◆ **ABOUT THIS TASK**
Go through the records below line by line. Count the lines with "target" and give the count alone.

GIVEN RECORDS Start Marker

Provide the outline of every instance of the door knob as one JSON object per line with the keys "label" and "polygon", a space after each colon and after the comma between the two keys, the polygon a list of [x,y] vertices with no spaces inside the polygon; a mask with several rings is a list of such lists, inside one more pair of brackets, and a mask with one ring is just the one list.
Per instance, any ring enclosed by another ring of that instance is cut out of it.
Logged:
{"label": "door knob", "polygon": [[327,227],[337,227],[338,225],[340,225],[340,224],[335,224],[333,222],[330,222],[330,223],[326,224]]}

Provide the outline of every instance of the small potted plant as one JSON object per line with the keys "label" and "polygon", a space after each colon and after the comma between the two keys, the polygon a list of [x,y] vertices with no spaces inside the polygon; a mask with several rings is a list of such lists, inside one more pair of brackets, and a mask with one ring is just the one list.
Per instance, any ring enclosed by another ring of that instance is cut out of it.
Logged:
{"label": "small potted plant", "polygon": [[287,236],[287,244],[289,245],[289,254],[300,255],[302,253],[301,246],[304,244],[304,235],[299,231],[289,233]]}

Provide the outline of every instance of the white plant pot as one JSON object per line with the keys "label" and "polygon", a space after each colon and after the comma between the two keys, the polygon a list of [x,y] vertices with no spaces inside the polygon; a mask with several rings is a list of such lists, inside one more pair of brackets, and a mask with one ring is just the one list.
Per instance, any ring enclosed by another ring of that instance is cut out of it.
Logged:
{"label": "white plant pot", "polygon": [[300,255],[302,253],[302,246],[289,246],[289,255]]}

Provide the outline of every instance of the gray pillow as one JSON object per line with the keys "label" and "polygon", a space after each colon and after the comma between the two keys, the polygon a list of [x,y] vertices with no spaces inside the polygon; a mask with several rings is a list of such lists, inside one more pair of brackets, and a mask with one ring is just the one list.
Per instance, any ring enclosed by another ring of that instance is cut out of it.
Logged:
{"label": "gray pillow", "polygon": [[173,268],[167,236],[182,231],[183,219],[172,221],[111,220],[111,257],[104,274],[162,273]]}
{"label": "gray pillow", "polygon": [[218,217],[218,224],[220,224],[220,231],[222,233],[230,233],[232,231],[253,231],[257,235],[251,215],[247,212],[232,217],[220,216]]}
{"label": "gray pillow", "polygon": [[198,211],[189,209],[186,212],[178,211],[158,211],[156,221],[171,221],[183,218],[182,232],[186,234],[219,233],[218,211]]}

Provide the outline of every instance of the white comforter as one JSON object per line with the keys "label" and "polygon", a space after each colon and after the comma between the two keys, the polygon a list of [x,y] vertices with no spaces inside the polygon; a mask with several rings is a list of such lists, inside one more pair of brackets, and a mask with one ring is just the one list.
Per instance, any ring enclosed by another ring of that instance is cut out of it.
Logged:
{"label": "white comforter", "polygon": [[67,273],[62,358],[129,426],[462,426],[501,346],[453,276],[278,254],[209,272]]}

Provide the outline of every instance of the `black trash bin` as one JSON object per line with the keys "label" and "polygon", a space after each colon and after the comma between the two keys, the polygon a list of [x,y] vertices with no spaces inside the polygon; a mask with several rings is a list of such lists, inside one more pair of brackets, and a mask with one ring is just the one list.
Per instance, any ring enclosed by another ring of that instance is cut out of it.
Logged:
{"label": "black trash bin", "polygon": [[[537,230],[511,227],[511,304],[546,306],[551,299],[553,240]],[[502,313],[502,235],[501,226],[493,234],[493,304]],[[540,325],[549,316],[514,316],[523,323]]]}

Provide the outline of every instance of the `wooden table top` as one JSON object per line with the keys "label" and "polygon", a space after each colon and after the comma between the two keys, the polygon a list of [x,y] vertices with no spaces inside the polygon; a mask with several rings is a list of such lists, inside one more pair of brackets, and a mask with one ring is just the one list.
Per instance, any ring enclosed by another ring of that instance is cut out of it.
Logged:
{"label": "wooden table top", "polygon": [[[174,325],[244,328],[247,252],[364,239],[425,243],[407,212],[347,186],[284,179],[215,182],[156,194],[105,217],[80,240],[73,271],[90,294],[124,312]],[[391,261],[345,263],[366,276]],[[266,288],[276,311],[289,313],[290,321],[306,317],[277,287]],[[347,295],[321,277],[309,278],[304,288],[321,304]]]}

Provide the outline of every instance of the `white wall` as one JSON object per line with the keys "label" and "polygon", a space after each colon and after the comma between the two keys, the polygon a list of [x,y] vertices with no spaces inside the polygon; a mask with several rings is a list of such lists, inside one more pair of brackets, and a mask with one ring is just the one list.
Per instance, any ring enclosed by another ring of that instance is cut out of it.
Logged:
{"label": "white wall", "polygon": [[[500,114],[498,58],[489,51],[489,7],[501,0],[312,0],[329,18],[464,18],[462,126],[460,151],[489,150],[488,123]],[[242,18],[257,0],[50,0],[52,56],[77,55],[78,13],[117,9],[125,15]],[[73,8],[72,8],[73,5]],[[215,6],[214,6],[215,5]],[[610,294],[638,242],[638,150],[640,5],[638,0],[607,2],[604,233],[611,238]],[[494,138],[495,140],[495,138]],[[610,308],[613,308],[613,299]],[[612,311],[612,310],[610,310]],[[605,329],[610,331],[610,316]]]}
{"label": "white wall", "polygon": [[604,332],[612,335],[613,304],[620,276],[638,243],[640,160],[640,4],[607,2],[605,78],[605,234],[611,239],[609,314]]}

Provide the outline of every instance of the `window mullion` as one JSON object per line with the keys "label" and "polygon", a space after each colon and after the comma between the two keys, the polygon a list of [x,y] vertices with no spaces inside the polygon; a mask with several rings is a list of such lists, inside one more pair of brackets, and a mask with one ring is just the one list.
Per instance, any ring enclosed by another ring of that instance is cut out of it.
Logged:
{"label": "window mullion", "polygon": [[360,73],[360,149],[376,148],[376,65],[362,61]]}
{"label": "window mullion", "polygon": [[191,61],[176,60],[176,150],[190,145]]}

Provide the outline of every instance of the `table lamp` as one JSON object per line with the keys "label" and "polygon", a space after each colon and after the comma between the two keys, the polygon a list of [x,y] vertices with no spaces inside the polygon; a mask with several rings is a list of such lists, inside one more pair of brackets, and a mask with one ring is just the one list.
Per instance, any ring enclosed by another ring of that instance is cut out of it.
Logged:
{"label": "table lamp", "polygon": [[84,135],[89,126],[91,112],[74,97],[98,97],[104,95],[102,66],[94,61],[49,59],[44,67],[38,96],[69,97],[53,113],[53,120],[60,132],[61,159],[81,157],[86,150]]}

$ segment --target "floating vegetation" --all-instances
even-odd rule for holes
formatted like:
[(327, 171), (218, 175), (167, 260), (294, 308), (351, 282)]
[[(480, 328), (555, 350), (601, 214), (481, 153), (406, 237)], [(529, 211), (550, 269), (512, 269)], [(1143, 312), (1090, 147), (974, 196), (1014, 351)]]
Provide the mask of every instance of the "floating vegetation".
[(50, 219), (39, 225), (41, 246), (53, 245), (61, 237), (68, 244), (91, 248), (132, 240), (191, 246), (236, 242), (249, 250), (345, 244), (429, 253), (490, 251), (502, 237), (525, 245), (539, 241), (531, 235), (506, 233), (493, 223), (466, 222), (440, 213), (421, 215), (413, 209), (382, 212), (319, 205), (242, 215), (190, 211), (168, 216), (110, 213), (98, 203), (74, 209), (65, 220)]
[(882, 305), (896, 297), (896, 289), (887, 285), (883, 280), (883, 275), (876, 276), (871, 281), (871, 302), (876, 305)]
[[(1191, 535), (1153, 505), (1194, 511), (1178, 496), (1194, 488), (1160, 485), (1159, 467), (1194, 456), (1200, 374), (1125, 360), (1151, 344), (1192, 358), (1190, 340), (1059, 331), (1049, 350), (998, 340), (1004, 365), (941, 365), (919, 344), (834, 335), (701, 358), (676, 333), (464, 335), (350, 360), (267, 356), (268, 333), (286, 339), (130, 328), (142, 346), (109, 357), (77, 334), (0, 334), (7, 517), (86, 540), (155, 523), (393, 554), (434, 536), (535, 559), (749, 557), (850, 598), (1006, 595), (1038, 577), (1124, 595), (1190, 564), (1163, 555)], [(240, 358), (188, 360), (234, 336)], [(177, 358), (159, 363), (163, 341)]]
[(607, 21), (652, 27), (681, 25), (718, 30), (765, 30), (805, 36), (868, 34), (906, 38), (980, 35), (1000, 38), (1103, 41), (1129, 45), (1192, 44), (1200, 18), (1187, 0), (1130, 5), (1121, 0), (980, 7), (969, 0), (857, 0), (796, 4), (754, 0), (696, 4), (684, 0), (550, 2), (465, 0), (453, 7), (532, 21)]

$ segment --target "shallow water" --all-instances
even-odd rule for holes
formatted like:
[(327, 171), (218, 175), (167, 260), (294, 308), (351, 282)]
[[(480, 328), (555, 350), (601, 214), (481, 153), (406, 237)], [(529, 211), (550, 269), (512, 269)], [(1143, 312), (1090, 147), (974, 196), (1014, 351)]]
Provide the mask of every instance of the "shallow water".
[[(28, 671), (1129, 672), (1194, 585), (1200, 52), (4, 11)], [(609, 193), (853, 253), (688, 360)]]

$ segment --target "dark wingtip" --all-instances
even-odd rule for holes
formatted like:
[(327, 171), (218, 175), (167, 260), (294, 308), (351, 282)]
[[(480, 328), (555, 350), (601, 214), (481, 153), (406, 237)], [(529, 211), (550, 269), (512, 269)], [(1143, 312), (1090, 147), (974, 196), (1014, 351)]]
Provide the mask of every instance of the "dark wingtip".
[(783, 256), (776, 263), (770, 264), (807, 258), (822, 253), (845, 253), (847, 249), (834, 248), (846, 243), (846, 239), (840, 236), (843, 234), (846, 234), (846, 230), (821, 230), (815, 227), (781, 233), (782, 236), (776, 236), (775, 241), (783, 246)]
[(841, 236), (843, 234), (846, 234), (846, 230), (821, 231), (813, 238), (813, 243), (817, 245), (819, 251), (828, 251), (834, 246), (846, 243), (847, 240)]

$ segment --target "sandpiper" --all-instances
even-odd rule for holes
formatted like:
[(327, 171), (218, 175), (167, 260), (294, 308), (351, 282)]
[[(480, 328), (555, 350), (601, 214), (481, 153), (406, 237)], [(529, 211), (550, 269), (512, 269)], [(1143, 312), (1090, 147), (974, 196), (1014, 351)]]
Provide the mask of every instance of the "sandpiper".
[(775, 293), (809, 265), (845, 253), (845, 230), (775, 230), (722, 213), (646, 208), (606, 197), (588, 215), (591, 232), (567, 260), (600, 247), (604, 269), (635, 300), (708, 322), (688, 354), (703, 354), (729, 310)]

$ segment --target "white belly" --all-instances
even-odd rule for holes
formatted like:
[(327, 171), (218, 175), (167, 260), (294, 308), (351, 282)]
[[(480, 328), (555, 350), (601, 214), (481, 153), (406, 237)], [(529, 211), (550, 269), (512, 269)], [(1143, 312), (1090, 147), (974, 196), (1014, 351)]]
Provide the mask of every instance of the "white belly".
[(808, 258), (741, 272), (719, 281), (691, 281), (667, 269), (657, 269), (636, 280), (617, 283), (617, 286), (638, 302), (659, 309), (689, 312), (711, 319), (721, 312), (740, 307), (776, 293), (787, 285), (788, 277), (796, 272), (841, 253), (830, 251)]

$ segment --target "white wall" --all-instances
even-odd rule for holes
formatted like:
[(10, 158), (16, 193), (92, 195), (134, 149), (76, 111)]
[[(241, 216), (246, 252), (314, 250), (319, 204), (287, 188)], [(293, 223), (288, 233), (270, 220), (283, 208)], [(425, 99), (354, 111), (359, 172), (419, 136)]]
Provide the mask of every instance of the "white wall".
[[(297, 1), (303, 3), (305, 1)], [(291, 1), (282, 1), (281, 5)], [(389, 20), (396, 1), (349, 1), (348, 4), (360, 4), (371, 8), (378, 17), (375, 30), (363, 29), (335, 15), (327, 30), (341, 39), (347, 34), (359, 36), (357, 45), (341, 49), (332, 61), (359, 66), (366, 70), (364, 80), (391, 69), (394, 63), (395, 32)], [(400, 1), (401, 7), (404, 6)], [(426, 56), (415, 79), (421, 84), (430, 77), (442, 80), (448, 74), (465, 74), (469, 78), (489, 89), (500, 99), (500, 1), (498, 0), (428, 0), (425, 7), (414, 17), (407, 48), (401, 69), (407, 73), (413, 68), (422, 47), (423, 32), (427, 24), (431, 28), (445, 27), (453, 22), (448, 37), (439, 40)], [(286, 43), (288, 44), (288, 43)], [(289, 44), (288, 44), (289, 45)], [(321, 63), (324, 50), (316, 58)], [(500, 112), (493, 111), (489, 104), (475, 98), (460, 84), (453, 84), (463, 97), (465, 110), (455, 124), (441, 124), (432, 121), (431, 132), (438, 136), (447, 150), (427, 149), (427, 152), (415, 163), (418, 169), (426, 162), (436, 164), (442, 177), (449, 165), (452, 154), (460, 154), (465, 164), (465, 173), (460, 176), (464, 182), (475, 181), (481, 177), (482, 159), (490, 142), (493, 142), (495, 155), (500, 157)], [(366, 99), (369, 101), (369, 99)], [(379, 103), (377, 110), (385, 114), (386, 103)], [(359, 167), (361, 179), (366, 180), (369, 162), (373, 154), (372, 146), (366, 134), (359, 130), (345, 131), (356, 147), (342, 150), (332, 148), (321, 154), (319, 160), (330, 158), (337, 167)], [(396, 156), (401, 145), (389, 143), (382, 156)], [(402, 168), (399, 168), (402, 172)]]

GIVEN RECORDS End Marker

◆ **RESPONSE TO THE TASK**
6